## THE TASK
Copy all of the entries below word for word, leaving the pictures out.

## LISTING
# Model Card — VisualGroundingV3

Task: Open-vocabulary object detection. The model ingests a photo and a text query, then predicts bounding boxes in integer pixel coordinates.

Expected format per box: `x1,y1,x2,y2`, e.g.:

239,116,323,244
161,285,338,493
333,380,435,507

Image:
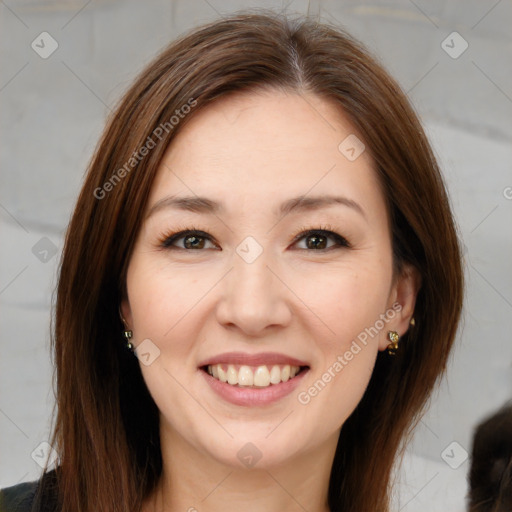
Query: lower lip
199,368,309,406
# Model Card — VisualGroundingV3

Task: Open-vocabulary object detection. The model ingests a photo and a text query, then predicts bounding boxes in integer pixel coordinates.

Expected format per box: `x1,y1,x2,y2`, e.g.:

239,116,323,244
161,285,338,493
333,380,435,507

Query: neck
143,425,339,512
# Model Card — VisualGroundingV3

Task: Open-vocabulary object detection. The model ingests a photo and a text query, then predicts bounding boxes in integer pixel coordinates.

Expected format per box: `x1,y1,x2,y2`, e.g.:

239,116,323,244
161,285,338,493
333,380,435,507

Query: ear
379,264,421,350
119,297,133,329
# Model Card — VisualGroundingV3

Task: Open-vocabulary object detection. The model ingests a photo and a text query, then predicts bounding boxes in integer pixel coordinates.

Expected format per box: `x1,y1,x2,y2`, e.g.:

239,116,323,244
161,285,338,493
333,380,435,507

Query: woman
0,9,463,512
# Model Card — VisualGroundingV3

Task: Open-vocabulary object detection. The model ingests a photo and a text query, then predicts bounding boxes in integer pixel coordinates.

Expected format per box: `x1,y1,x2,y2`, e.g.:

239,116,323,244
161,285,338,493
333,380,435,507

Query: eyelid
159,225,352,252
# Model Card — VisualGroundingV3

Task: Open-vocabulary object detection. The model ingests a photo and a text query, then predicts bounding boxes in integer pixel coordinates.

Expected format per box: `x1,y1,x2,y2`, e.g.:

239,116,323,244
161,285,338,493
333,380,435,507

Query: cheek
296,263,391,344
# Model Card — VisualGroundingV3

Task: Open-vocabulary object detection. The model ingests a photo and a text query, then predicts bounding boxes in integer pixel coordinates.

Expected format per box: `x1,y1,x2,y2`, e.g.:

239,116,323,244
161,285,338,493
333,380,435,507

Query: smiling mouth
201,364,309,388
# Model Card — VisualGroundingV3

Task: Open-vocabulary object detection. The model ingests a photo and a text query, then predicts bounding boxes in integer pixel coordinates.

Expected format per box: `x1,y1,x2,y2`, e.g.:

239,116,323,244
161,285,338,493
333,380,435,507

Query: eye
293,227,350,251
161,229,215,250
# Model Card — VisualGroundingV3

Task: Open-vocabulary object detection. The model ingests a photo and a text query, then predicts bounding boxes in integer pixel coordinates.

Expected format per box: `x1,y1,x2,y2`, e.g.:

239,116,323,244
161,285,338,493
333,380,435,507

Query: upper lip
199,352,308,367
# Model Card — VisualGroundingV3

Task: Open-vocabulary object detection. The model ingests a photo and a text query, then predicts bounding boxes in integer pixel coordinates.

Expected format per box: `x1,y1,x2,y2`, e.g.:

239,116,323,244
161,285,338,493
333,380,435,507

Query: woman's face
122,91,414,467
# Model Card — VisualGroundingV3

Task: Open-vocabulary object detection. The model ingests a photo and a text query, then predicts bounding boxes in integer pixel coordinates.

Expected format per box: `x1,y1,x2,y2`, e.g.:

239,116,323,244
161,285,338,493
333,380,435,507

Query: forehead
149,90,384,218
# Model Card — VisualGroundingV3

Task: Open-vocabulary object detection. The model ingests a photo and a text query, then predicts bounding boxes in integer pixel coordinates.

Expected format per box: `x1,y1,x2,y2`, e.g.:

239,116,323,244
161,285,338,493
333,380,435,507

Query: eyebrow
146,195,366,219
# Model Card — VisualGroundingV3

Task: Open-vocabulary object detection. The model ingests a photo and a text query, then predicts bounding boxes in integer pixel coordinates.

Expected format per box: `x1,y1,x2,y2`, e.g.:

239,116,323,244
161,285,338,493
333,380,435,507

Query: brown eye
162,231,215,250
295,230,350,251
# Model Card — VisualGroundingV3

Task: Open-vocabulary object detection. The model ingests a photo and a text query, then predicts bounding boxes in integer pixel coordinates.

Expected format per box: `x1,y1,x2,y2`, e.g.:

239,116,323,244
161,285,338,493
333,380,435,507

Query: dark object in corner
468,402,512,512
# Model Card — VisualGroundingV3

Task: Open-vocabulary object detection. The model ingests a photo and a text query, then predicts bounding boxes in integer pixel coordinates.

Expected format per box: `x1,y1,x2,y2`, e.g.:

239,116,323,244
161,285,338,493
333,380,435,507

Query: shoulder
0,470,56,512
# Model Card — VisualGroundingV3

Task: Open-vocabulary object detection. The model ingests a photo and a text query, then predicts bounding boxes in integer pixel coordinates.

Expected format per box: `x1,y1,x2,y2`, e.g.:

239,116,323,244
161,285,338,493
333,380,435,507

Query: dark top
0,469,58,512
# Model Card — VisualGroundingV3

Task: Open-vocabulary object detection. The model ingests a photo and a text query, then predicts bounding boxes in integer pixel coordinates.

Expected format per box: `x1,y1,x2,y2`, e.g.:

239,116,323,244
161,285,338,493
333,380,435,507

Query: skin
121,90,418,512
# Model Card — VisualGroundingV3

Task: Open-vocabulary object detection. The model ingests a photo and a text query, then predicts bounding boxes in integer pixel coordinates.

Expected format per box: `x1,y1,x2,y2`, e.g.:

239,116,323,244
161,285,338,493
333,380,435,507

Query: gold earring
387,331,400,356
123,329,133,352
119,307,133,352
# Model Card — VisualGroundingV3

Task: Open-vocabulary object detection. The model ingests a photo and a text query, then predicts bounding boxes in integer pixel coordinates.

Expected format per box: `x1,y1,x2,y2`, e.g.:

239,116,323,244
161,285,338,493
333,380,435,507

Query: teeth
208,364,300,388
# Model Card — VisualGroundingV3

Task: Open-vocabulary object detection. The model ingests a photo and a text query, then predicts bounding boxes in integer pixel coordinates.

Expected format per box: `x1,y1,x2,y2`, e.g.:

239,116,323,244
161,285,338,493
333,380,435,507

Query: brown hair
35,12,463,512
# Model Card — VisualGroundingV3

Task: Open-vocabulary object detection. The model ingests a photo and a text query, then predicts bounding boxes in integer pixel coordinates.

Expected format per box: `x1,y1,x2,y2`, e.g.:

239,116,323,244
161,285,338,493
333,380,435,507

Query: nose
216,248,292,336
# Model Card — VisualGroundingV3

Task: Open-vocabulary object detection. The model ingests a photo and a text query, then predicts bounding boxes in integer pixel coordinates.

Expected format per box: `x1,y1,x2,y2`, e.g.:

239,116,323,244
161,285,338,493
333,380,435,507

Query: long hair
35,11,463,512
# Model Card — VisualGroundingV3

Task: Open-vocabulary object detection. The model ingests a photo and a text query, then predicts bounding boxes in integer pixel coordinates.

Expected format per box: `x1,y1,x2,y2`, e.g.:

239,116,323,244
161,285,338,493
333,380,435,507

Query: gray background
0,0,512,512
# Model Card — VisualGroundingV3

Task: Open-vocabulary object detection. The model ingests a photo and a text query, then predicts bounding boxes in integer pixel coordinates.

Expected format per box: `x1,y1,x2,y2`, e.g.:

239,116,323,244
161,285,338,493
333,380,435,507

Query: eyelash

## WRITTEN ANSWER
# Model Card — VisualGroundingV3

Task: Open-vocabulary object detection. The model ingests a photo and a text query, then predicts bounding boxes in integer pixel coordinates.

Expected format per box: `x1,y1,x2,y2`, e.g.:

239,116,323,244
161,285,338,493
333,380,435,507

Image:
Query: lower lip
199,368,309,406
# Model Card — VisualGroundingV3

Task: Open-vocabulary object detection. The model ingests a photo and a text query, then predicts bounding boxes in integer pixel coordinates.

Expected format per box: `x1,y1,x2,y2`, e.g.:

239,116,323,244
161,285,338,493
333,380,435,507

Query: neck
143,425,339,512
# Model Card — VisualGroundingV3

Task: Open-vocabulary object detection. The model ingests a photo and a text query, then predicts bounding boxes in integer pixel coordinates.

Expected format per box: `x1,y1,x2,y2`, e.g.:

239,116,323,244
161,285,338,493
333,380,435,507

Query: ear
379,264,421,350
119,297,133,329
# Model Card — VisualGroundingV3

Task: Open-vocabulary object detection. The model ingests a photo and a text query, then predicts bounding boxes in integer pixel coordinates.

Expected format per box: `x1,y1,x2,y2`, e.g.:

239,116,323,244
161,285,338,493
333,380,435,507

Query: woman
0,9,463,512
# Model Card — VisualGroundingV3

Task: Open-vocabulary object detection. The model ingests a photo and a text query, then predicts bounding boxes in integer pixel coordinates.

Expected format per box: `x1,y1,x2,y2`, e.g.:

239,116,323,244
161,285,338,493
333,380,435,507

Query: eyelid
159,225,352,252
# Model Card — VisualGroundingV3

Task: Open-vocabulary object detection. The model ingests a photo and a text query, then predicts bounding boxes in integer pixel coordinates.

Expected format per box: `x1,y1,x2,y2`, e.g.:

239,116,323,244
161,285,338,493
333,380,435,507

Query: cheek
296,263,391,344
# Model Card — VisualGroundingV3

Task: Open-vocabulary object detection. The model ingests a photo and a text query, then predicts bounding boxes in integer pixel coordinates.

Expected format per box: `x1,y1,x2,y2`, e.g.:

239,116,323,244
161,285,338,493
333,380,435,507

Query: smiling mouth
201,364,309,388
# Model Card — VisualGroundingV3

Task: Open-vocabulary object detection. The model ingests a photo and a text query, then predicts bounding boxes in integer pixel coordinates.

Expected format per box: `x1,y1,x2,y2`, e.g.:

239,116,323,244
161,285,338,493
333,380,435,507

Query: eye
293,227,350,251
161,229,215,250
# Model Card — VisualGroundingV3

Task: Open-vocabulary object detection. The model ingests a photo and a text query, then predicts bounding boxes in integer pixel coordinates.

Expected format per box: `x1,y1,x2,y2`, e.g.:

239,116,323,244
161,285,338,493
333,380,435,507

Query: upper lip
199,352,308,367
# Model Card — VisualGroundingV3

Task: Open-vocabulary object detection. The model ingests a photo and a text query, then predicts bounding boxes in integer pixel coordinates.

Expected format per box: `x1,y1,x2,y2`, e.g.:

239,116,323,244
161,285,338,493
333,380,435,507

Query: woman's face
122,91,414,467
# Model Card — VisualGroundingV3

Task: Open-vocabulary object detection. The model ingests a photo and a text query, then predicts bounding boxes in integer pixel coordinates.

Expected format per box: `x1,y1,x2,y2`, e.g.:

239,116,323,244
161,285,338,493
333,380,435,507

Query: forehead
149,90,384,218
# Model Card — VisualGroundingV3

Task: Open-vocabulary object detection. The model ingests a photo and a text query, then predicts bounding boxes in integer pixel coordinates.

Expected format per box: `x1,y1,x2,y2`, e.g.:

239,116,323,244
161,285,338,493
333,380,435,507

Query: eyebrow
146,195,366,219
# Model Card — VisualGroundingV3

Task: Open-vocabulary object detection. The model ingests a photo and a text query, then predicts bounding boxes in integer pixel coordinates.

Expected format per box: `x1,y1,x2,y2`, e.g.:

239,116,323,244
161,285,338,493
333,380,435,507

Query: brown eye
162,231,215,250
295,230,350,251
# Model Card — VisualGroundingV3

Task: Open-vocabulary object detection. The model ingests a photo and a text query, then predicts bounding boxes in integer pixel coordinates.

Expected format per box: `x1,y1,x2,y2`, e.g.:

239,116,323,244
161,285,338,493
333,380,435,507

Query: dark object in corner
468,402,512,512
# Model Card — VisualGroundingV3

Task: Open-vocabulary object detection. The model ingests a photo and a text query, then predicts bounding boxes in integer pixel coordinates.

Expected format per box: `x1,y1,x2,y2`, e.g.:

239,116,323,244
161,285,338,493
333,380,435,507

Query: shoulder
0,470,56,512
# Model Card — VisualGroundingV3

Task: Open-vocabulary object detection. The model ingests a photo and a text query, then predicts bounding boxes in integer pixel coordinates.

Expected format per box: `x1,y1,x2,y2`, e.g.:

239,116,323,244
161,285,338,493
333,380,435,507

Query: dark top
0,469,58,512
# Model Card — VisualGroundingV3

Task: Open-vocabulary object detection. The model ingests a photo and a text query, then predicts bounding boxes in integer pixel coordinates.

Expected format per box: `x1,y1,x2,y2`, e.g.:

239,116,323,244
161,285,338,493
333,380,435,507

Query: skin
121,90,418,512
# Model Card — VisualGroundingV3

Task: Open-vocabulary object detection. The model ingests a photo and a text query, then predicts bounding boxes in integer pixel coordinates.

Expected format per box: `x1,y1,x2,y2`, e.g.:

239,116,323,244
161,285,338,493
333,380,435,507

Query: gold earring
387,331,400,356
123,329,133,352
119,307,133,352
# Model Card — VisualGroundingV3

Task: Open-vocabulary object detection. The model ingests a photo and a text query, then predicts bounding boxes in integer pixel coordinates.

Expected format per box: `x1,y1,x2,y2`, e.g.:

239,116,323,244
161,285,338,493
333,380,435,507

Query: teeth
208,364,300,388
# Model Card — VisualGroundingV3

Task: Open-vocabulary object detection. The model ingests a photo and a text query, then predicts bounding boxes in integer pixel coordinates.

Expected format per box: `x1,y1,x2,y2`, e.g.:

239,116,323,244
161,285,338,493
333,380,435,507

Query: brown hair
35,12,463,512
# Model Card — VisualGroundingV3

Task: Open-vocabulary object detection. The model ingests a photo and a text query, then predicts bounding boxes in integer pixel coordinates.

Expected format per box: `x1,y1,x2,y2`, e.g.:

239,116,323,244
161,285,338,493
333,380,435,507

Query: nose
216,248,292,336
# Model Card — VisualGroundingV3

Task: Open-vocabulary object detection. The model ingests a photo and a text query, then predicts bounding boxes in integer pixel coordinates.

Expected format per box: `x1,y1,x2,y2`, e.g.:

239,116,323,244
161,285,338,493
333,380,435,507

Query: long hair
35,11,463,512
# Model Card — VisualGroundingV3

Task: Open-vocabulary object detection. The model ingests a photo and a text query, then predicts bounding boxes in integer pixel coordinates.

Expected format per box: `x1,y1,x2,y2`, e.g.:

239,116,323,244
161,285,338,493
333,380,435,507

Query: gray background
0,0,512,512
# Model Card — VisualGroundingV3

Task: Open-vocabulary object detection. The model ingests a photo and a text query, then predicts bounding boxes in integer pixel coordinates.

Expected format per box: `x1,y1,x2,y2`, e.g.:

239,116,323,244
161,285,338,493
333,380,435,507

Query: eyelash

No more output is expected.